Natural language region descriptions
════════════════

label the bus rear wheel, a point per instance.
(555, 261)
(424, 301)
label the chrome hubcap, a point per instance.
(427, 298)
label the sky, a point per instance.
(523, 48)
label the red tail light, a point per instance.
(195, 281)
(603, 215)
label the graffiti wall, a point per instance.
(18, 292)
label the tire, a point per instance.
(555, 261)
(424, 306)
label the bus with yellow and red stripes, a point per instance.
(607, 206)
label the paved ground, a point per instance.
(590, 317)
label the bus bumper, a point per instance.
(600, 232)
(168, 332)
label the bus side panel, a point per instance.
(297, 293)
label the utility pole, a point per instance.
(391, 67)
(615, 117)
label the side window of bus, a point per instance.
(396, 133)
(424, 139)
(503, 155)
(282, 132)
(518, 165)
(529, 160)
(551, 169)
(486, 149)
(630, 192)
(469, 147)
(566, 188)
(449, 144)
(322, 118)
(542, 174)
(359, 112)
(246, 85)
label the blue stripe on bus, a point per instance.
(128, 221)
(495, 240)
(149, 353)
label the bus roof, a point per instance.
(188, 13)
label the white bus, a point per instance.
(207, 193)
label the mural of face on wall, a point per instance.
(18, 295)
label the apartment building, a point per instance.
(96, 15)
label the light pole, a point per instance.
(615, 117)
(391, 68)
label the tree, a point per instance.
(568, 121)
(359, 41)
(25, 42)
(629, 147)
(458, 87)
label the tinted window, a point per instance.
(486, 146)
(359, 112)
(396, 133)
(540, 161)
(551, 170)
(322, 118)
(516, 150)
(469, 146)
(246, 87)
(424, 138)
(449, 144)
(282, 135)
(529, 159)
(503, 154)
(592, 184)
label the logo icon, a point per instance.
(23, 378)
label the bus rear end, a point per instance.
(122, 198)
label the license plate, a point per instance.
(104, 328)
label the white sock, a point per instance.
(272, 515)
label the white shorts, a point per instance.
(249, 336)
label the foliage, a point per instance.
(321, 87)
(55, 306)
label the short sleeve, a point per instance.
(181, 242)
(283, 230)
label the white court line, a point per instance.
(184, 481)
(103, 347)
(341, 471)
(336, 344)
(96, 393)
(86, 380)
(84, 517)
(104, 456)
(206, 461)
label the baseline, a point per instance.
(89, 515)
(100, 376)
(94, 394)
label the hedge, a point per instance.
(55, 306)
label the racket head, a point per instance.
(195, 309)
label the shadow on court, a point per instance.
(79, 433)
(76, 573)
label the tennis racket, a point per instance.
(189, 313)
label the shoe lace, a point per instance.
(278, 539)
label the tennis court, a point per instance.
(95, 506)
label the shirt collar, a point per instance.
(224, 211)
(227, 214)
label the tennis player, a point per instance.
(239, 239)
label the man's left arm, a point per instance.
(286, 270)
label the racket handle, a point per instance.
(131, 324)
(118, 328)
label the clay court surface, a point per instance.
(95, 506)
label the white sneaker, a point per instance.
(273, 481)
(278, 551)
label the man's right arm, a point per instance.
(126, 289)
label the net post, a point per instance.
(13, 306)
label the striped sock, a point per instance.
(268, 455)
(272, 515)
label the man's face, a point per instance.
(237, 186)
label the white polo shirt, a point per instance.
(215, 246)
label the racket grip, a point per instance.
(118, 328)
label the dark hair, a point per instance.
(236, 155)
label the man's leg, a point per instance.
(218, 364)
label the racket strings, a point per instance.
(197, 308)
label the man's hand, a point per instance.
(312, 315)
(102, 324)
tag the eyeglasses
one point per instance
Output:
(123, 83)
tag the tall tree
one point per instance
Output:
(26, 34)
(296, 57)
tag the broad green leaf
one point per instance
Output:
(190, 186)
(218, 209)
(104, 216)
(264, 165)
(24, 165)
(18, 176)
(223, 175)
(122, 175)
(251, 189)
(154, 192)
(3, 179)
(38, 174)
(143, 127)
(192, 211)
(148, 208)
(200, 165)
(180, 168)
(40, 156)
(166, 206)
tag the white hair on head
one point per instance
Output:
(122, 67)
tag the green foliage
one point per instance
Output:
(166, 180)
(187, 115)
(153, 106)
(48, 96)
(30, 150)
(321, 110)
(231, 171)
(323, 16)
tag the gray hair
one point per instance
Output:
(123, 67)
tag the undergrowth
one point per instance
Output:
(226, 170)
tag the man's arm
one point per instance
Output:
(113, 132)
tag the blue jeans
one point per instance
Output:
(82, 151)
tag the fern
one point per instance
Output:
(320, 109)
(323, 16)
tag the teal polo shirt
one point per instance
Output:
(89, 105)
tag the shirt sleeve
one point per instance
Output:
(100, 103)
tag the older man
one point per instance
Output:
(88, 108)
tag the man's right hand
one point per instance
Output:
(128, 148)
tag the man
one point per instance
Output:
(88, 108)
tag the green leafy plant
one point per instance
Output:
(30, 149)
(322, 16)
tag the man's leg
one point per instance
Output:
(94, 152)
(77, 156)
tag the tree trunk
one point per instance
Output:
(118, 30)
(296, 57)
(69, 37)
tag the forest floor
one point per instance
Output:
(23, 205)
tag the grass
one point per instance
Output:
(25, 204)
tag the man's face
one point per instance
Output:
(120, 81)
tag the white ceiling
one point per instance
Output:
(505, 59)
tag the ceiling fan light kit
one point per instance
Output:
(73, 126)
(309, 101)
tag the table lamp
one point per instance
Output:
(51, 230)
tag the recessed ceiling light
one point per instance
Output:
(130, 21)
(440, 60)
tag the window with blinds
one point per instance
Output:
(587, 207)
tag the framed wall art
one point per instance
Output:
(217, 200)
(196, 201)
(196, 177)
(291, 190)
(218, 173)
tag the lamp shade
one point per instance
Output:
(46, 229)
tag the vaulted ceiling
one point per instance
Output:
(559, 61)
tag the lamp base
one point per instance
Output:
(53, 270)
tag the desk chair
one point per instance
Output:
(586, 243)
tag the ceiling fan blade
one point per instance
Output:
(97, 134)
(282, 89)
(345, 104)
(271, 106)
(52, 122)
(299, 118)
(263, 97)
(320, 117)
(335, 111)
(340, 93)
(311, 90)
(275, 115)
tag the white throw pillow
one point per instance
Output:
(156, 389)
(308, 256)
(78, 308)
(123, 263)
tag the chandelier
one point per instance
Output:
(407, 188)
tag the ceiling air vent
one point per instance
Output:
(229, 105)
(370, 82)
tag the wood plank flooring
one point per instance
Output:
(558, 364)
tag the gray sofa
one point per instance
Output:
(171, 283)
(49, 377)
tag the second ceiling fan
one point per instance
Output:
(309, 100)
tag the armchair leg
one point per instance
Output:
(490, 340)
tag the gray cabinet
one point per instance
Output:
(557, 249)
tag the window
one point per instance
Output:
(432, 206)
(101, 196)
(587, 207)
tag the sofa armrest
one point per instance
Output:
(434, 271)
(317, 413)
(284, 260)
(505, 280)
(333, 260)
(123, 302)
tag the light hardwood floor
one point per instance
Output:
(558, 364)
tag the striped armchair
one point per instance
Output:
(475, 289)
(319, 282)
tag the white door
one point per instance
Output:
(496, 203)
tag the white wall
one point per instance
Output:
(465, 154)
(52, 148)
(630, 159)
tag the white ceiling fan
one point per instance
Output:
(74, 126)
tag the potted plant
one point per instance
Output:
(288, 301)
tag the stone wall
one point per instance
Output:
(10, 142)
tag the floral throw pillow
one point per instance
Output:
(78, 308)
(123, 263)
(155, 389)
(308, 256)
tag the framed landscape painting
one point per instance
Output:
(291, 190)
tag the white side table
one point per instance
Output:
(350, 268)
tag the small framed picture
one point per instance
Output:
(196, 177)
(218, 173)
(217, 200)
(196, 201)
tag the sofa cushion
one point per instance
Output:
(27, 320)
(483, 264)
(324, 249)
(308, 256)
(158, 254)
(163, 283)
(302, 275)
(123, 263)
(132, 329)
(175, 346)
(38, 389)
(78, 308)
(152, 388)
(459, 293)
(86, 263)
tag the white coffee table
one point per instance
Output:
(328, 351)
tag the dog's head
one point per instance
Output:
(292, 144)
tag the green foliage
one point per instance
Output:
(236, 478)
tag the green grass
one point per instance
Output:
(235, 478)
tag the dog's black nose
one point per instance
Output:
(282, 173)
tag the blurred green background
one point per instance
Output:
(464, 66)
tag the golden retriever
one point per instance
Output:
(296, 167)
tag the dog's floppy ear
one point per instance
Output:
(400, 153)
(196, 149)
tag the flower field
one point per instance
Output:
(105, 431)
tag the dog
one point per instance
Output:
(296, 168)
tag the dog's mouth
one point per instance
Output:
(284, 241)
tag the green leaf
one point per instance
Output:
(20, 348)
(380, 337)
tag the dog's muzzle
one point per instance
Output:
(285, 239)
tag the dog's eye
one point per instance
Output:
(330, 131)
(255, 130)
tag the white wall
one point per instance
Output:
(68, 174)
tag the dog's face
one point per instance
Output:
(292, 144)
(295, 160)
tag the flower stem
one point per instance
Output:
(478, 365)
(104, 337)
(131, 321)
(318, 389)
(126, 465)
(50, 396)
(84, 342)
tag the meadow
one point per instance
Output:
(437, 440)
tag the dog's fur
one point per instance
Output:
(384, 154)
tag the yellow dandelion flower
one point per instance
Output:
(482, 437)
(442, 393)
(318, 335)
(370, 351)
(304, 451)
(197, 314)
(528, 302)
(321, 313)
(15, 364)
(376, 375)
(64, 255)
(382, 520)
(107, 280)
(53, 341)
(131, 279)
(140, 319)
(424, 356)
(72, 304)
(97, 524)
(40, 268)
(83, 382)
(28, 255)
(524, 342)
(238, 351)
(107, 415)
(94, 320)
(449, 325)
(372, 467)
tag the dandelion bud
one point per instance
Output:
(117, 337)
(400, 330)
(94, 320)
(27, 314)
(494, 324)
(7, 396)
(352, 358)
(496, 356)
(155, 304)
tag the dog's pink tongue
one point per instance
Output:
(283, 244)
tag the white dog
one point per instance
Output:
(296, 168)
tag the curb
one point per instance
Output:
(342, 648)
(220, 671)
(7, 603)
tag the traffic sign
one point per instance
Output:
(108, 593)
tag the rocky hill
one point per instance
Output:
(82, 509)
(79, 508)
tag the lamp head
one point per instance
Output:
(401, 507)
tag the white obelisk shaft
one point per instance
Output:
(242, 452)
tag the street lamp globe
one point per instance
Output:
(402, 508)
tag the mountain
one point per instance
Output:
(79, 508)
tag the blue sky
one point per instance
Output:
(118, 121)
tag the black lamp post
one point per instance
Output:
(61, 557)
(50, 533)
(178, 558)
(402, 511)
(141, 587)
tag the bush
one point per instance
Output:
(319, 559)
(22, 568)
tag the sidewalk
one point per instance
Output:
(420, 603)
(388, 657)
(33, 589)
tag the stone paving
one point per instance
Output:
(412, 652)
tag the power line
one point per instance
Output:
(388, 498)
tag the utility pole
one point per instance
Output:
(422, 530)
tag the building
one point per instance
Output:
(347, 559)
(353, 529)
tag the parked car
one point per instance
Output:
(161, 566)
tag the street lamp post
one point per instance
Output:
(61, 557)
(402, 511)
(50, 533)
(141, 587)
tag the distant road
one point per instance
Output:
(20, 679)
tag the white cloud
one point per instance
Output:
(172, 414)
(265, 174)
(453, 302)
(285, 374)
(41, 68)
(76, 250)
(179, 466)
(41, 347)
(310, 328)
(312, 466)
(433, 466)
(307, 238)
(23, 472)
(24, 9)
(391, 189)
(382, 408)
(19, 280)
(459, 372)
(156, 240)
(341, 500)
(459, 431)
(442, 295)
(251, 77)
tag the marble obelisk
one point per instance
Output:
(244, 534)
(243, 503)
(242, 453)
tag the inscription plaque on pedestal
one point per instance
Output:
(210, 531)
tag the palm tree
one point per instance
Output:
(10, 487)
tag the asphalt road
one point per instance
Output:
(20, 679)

════════════════

Work through the records above. Copy every line with the string "green".

tag the broad green leaf
tag the green foliage
tag the green leafy plant
tag the green foliage
tag the green grass
tag the blurred green background
tag the green leaf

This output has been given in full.